Skip to content

Skills, File System, Console capaiblities via pydantic-ai vs custom artifact store. #88

@NISH1001

Description

@NISH1001

pydantic-ai is the direction we will take, so we want to minimize custom implementation.

Claude helped me work through the design comparing our ArtifactStore (custom implementation) vs pydantic-ai capabilities. Verdict + plan below.

Scope: read-only for skills/artifacts (knowledge inputs), read+write for per-session workspaces (ephemeral local — papers, plots, generated files). Agent-driven writes back to GitHub remain out of scope.


ArtifactStore vs pydantic-ai capabilities — finalized verdict

Scope

In akd-ext, agents need to:

  1. Read skills/artifacts (knowledge inputs) — bundled with the package and/or hosted on a public GitHub repo. Read-only.

----

Required work:
- A) Which capabilities does the title of the GitHub issue list?
- B) Continue the GitHub issue on ArtifactStore versus pydantic-ai capabilities from its last line.

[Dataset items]

----

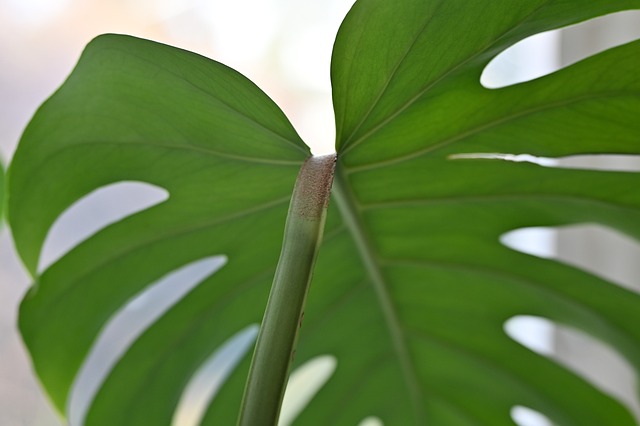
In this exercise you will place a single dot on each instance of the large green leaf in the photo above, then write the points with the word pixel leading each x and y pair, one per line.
pixel 412 287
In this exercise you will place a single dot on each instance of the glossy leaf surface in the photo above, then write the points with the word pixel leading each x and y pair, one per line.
pixel 412 286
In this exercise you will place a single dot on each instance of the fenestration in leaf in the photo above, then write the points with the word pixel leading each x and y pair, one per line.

----

Results for each task:
- A) Skills, File System, Console

- B)
  2. Read + write a per-session workspace — ephemeral local directory where the agent produces outputs (papers, plots, generated files) the user can inspect at end of chat.

Agent-driven writes back to GitHub (publishing produced artifacts back to a repo) are explicitly out of scope for this plan.

(akd-ext nomenclature: what pydantic-ai-skills calls a "skill" we call an "artifact"; same shape, just naming. We use the terms interchangeably below; on disk both are SKILL.md files with YAML frontmatter.)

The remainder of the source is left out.